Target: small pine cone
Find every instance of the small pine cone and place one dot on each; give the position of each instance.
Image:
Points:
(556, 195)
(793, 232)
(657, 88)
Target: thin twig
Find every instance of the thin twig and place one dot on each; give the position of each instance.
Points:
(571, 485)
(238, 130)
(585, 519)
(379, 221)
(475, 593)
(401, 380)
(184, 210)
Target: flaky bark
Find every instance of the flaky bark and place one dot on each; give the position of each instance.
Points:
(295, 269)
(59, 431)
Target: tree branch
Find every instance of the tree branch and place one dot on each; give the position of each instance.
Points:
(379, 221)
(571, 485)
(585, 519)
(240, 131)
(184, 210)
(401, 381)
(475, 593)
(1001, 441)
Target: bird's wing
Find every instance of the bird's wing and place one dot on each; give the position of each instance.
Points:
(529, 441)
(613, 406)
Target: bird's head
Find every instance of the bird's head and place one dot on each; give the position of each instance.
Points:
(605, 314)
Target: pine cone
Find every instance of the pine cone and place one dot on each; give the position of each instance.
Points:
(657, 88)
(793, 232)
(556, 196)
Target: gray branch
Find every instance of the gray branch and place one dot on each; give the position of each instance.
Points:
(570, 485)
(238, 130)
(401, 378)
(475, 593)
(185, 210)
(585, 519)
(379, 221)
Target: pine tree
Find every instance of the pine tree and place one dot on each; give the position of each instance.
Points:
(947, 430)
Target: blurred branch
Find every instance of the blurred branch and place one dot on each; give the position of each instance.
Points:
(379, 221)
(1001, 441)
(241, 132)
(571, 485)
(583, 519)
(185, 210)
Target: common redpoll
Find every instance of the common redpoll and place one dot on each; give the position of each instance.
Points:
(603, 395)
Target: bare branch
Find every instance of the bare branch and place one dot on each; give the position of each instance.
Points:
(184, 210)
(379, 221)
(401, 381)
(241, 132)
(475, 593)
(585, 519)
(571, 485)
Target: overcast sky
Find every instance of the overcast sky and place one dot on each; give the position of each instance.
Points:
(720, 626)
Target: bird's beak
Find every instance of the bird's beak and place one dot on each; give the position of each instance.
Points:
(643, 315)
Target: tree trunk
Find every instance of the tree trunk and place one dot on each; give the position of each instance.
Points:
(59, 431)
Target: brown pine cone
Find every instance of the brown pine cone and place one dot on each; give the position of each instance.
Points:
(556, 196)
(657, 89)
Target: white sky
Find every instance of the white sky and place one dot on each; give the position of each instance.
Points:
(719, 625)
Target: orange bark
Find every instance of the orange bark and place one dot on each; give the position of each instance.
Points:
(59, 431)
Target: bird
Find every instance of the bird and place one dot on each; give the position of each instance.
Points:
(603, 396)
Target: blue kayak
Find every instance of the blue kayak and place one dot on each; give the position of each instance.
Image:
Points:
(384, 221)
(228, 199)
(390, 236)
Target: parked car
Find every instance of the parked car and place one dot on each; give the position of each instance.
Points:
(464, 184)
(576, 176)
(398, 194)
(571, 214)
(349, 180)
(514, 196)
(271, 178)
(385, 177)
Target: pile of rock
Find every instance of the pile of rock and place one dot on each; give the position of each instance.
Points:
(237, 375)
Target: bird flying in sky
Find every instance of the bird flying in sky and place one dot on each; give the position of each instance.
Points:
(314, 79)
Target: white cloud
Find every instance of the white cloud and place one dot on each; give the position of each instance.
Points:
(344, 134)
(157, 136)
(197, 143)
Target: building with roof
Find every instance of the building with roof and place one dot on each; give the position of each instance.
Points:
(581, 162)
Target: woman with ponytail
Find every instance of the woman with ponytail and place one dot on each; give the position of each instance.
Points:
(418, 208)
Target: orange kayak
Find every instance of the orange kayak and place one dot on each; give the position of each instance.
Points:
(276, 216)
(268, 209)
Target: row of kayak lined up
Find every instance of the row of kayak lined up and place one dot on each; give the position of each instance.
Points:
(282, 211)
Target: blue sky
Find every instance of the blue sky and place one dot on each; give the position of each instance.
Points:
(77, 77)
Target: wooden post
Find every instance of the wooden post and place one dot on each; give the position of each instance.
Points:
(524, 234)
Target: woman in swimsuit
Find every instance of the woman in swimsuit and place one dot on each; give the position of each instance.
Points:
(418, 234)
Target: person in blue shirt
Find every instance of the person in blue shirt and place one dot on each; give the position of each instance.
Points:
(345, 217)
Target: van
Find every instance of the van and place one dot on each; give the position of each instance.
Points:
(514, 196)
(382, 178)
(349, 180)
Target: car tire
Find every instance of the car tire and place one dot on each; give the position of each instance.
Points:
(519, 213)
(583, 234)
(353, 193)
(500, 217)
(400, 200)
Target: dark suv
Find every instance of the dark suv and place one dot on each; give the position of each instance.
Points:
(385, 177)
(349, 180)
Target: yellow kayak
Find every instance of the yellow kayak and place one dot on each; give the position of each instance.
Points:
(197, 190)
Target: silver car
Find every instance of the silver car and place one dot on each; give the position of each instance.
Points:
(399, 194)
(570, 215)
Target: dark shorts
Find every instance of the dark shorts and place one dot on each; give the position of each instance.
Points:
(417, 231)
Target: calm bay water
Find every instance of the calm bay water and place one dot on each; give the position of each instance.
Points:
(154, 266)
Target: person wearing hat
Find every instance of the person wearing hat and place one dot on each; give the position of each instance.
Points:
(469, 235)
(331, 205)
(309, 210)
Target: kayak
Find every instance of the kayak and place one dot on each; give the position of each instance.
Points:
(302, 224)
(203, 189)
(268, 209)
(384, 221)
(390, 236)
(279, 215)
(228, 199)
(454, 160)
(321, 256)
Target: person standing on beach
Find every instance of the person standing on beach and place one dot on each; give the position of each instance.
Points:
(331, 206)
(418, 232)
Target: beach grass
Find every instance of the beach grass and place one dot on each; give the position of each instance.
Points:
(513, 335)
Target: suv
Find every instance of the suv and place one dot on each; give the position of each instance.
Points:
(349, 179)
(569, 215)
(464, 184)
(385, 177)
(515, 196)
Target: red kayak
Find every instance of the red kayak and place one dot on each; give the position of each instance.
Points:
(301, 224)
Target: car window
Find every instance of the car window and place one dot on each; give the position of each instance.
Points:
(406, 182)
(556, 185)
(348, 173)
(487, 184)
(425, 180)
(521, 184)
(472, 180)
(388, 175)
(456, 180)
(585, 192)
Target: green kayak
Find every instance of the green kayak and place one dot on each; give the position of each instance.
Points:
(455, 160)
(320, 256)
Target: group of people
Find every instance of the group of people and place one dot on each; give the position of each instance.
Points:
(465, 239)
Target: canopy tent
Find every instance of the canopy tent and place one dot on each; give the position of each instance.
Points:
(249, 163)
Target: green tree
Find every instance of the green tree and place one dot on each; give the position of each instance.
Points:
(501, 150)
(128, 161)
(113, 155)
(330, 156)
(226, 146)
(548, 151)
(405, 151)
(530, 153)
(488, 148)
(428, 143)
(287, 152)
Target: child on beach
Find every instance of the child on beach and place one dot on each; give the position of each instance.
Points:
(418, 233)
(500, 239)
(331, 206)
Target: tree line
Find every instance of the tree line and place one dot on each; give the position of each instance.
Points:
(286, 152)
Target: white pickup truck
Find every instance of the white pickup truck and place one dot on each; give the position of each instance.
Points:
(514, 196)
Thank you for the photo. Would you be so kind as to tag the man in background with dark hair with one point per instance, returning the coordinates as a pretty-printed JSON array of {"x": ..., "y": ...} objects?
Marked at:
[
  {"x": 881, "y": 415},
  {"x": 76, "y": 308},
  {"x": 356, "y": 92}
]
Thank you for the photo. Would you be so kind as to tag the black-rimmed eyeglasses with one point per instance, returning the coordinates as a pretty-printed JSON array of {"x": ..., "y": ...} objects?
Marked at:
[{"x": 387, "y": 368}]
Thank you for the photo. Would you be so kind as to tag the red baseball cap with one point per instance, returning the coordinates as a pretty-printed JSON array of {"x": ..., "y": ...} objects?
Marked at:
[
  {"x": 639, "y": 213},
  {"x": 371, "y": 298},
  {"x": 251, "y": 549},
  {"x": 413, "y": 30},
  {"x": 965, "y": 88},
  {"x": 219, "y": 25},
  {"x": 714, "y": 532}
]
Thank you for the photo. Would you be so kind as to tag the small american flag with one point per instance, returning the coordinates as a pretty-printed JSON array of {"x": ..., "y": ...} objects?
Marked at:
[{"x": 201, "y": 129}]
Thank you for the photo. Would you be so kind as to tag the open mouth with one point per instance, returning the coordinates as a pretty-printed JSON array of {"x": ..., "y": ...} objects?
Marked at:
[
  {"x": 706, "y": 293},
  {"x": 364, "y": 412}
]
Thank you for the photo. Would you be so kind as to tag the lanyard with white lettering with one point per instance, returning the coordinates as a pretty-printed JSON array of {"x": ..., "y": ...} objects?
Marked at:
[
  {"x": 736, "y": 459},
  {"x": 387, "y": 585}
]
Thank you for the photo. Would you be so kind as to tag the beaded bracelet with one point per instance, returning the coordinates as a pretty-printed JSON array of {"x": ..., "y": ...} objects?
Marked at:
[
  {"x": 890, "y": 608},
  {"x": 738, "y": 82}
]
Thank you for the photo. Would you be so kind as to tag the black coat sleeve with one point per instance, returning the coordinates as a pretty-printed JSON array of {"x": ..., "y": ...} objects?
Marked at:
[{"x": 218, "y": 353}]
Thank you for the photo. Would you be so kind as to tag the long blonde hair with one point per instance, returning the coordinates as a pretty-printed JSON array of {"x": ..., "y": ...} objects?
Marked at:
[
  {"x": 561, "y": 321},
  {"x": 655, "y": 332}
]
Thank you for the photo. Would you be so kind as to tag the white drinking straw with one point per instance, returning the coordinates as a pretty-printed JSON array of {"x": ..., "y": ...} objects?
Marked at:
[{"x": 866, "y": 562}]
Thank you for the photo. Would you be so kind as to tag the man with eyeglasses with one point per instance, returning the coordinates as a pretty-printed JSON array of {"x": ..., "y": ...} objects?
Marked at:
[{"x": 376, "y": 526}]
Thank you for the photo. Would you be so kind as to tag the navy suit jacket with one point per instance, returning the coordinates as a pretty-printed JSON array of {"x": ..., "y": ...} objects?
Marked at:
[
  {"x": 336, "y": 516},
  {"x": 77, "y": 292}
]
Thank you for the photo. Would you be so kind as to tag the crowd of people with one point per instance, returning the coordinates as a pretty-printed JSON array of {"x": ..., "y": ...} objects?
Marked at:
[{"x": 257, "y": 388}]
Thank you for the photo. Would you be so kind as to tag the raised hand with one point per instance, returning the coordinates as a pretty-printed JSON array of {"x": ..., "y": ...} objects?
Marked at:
##########
TO BE DONE:
Give back exactly the lines beginning at the one with "tag the lanyard" and ending at the final line of the material; both boundary lines belong in it.

ANSWER IN FULL:
Thank you for the photo. Would you be so kind as to tag the lanyard with white lettering with one point per instance, returning the coordinates as a pretty-printed JSON array of {"x": ..., "y": ...} objects?
Marked at:
[
  {"x": 736, "y": 459},
  {"x": 387, "y": 585}
]
Thank you for the photo. Would you be so kind as to tag the beaded bracelet with one point per instance, returning the coordinates as a pretty-printed JSON array of {"x": ..., "y": ...} objects?
Marked at:
[
  {"x": 890, "y": 608},
  {"x": 738, "y": 82}
]
Thank you for the photo. Would you be so kind as to tag the black coat sleeve with one point per instance, returning the coordinates as a pretty-printed JSON array of {"x": ..., "y": ...} objects?
Marked at:
[{"x": 218, "y": 353}]
Thank you for the photo. Would you be so kind as to tag the long blonde hair with one point per instance, returning the coordinates as a pretty-printed JSON array of {"x": ..., "y": ...} objects?
Marked at:
[
  {"x": 561, "y": 321},
  {"x": 655, "y": 332}
]
Thank you for the photo. Would you be so kind as to tag the white drinking straw with one point per instance, returning the coordinates as a pretty-printed JSON array of {"x": ..., "y": ...} objects?
Marked at:
[{"x": 866, "y": 562}]
Thank you for the photo. Would you be so kind as to tag the man with eyeglasses with one point per instance, returning the coordinates as a pretty-printed JSON array of {"x": ..., "y": ...} objects?
Marked at:
[{"x": 376, "y": 526}]
Thank you for the photo. Would you be so kind as to tag the navy suit jacket with one point per instance, returning the coordinates as a pretty-printed JSON array of {"x": ..., "y": ...} objects?
Marked at:
[
  {"x": 336, "y": 516},
  {"x": 77, "y": 292}
]
Thank you for the photo. Would you be so kind as to tag the crowd of people with one point per instance, returning the coordinates as a pretty-printed JSON array of {"x": ..., "y": ...} objects?
Marked at:
[{"x": 257, "y": 388}]
Thank you for the photo. Would you be so kind as to tag the raised hand with one point per instance, returning the coordinates as a pretty-printed JSON array of {"x": ..., "y": ...} objects?
Marked at:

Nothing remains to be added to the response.